▶ _What this task involves_:
Please arrange the data below as a numbered list, omitting any blank lines.

Position annotation records
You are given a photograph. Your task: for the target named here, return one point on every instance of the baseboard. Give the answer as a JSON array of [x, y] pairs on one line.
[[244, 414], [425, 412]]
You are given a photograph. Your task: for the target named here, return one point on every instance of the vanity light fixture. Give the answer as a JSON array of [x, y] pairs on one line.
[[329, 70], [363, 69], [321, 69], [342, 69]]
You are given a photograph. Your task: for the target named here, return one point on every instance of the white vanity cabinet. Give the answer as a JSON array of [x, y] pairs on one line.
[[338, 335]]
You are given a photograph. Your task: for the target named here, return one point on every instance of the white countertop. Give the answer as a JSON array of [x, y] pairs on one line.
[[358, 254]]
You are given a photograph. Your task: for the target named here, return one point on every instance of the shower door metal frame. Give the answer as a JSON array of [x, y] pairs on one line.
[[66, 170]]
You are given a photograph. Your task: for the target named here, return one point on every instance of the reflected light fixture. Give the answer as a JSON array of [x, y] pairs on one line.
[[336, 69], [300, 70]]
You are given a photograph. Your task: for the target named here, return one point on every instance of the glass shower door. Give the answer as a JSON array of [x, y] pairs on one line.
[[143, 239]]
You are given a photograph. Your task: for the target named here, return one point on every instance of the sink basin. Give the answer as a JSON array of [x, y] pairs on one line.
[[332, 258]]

▶ _Task result_:
1. You are given a photograph. Your task: for the target named here, return one point on every instance of the baseboard. Give the answer as a JSON array of [x, y] pairs on one line.
2. [[244, 414], [425, 412]]
3. You are given a photograph. Your task: for the target named here, return one point on every instance of the vanity light fixture. Give the answer as a JSON array of [x, y] pairs on one line.
4. [[329, 70], [363, 69], [321, 69], [342, 69]]
5. You are given a photograph. Your task: for the target named here, return one point on every instance of the white vanity cabinet. Give the answer as a JSON array of [x, y] pairs on one line.
6. [[338, 335]]
7. You are given a photograph. Your task: for the target named here, return one point on every instance of the white countertop. Give the answer as a JSON array of [x, y] pairs on one line.
8. [[358, 254]]
9. You are given a photograph. Your task: for the target named here, return one point on every instance of the shower door metal frame. Give the answer as a JSON array of [x, y] pairs on one line.
10. [[66, 170]]
11. You are given a photograph. Your task: for the target named here, return one point on every instance of the reflected light fixture. Give the answer as a JSON array of [x, y] pairs on one line.
12. [[336, 69], [300, 70]]
13. You are given a photograph. Your task: for the target named here, return one point on every instance of the glass shower door. Give the answer as a JSON array of [x, y] pairs on one line.
14. [[143, 239]]
15. You are given a photograph. Your task: for the target named here, return one point on every instance of the sink basin. Give the answer as a JSON array of [x, y] pairs on one line.
16. [[332, 258]]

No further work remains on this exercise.